What the task requires
Write out the records below once more, exactly as they stand.

Listed entries
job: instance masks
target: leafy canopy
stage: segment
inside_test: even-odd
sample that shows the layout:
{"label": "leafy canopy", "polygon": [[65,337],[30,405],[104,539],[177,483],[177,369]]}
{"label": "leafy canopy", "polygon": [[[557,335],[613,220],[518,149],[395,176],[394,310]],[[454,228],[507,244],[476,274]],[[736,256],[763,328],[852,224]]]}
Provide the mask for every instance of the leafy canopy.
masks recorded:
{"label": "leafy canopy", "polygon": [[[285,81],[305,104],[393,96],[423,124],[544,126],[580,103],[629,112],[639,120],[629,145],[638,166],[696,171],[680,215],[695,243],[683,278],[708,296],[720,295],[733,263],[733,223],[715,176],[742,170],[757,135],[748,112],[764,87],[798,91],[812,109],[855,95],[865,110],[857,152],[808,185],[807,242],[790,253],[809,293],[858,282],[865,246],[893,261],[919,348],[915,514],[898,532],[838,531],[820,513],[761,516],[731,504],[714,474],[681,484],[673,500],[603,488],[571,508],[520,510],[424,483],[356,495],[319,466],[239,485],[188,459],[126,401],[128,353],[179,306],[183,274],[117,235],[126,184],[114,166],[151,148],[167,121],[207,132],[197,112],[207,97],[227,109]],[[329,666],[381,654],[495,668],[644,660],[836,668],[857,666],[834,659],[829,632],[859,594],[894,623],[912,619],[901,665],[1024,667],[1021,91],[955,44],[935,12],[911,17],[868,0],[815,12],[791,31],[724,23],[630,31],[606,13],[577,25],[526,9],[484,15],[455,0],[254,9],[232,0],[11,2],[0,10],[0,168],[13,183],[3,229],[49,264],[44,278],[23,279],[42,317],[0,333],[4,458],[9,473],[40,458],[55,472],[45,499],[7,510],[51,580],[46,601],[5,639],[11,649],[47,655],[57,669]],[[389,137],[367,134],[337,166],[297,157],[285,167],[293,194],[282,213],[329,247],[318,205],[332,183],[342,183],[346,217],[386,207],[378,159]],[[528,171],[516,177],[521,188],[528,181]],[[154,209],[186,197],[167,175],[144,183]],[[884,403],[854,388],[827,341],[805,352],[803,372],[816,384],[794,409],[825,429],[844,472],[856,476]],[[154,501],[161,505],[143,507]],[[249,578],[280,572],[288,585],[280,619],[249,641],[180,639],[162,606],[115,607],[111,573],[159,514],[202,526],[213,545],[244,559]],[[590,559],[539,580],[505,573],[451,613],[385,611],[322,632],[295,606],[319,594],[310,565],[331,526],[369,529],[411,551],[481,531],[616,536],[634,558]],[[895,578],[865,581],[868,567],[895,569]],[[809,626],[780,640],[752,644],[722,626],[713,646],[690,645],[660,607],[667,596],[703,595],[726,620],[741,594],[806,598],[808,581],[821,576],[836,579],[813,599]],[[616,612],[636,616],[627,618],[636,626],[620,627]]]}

Reply to the exercise
job: instance masks
target: leafy canopy
stage: segment
inside_test: even-odd
sample that shows the layout:
{"label": "leafy canopy", "polygon": [[65,337],[30,405],[104,539],[177,483],[177,369]]}
{"label": "leafy canopy", "polygon": [[[557,335],[613,220],[518,149],[395,176],[394,310]],[[454,228],[507,244],[476,274]],[[736,256],[763,328],[852,224]]]}
Provide the mask for every instance of the leafy canopy.
masks recorded:
{"label": "leafy canopy", "polygon": [[[285,81],[305,104],[393,96],[423,124],[544,126],[580,103],[629,112],[639,120],[629,145],[638,166],[696,171],[680,215],[695,243],[683,278],[708,296],[720,295],[733,263],[733,223],[715,176],[742,170],[757,135],[748,112],[764,87],[798,91],[812,109],[855,95],[865,110],[857,152],[808,185],[807,242],[790,253],[809,293],[858,282],[865,246],[893,261],[919,348],[915,514],[898,532],[838,531],[820,513],[761,516],[731,504],[714,474],[681,484],[673,500],[603,488],[571,508],[520,510],[424,483],[356,495],[319,466],[239,485],[188,459],[126,401],[128,353],[179,306],[183,274],[117,235],[126,184],[114,166],[151,148],[167,121],[207,132],[197,112],[207,97],[227,109]],[[329,666],[381,654],[495,668],[644,660],[836,668],[857,666],[834,659],[829,632],[859,594],[894,623],[912,619],[901,665],[1024,667],[1021,91],[955,44],[935,12],[911,17],[868,0],[815,12],[791,31],[724,23],[630,31],[606,13],[577,25],[526,9],[484,15],[455,0],[254,9],[232,0],[11,2],[0,10],[0,168],[13,183],[3,229],[49,264],[44,278],[23,279],[42,317],[0,333],[4,458],[9,473],[40,458],[55,472],[45,499],[7,510],[51,580],[46,601],[5,639],[11,649],[47,655],[57,669]],[[389,137],[367,134],[337,166],[297,157],[285,167],[293,194],[282,213],[329,247],[318,205],[332,183],[342,183],[346,217],[386,207],[378,159]],[[528,171],[516,177],[521,188],[528,181]],[[154,209],[186,197],[167,175],[144,183]],[[884,403],[854,388],[827,341],[805,352],[803,372],[816,384],[794,409],[825,429],[844,472],[856,476]],[[154,501],[161,505],[143,507]],[[249,578],[280,572],[288,585],[280,619],[249,641],[180,639],[162,606],[115,607],[111,573],[159,514],[202,526],[213,545],[244,559]],[[590,559],[539,580],[505,573],[451,613],[385,611],[322,632],[295,606],[319,594],[310,565],[331,526],[369,529],[411,551],[481,531],[616,536],[634,558]],[[895,578],[865,581],[868,567],[895,569]],[[809,626],[780,640],[752,644],[722,626],[713,646],[690,645],[660,607],[667,596],[703,595],[726,620],[741,594],[806,598],[808,581],[821,576],[836,579],[813,599]],[[616,612],[636,616],[627,618],[636,626],[620,627]]]}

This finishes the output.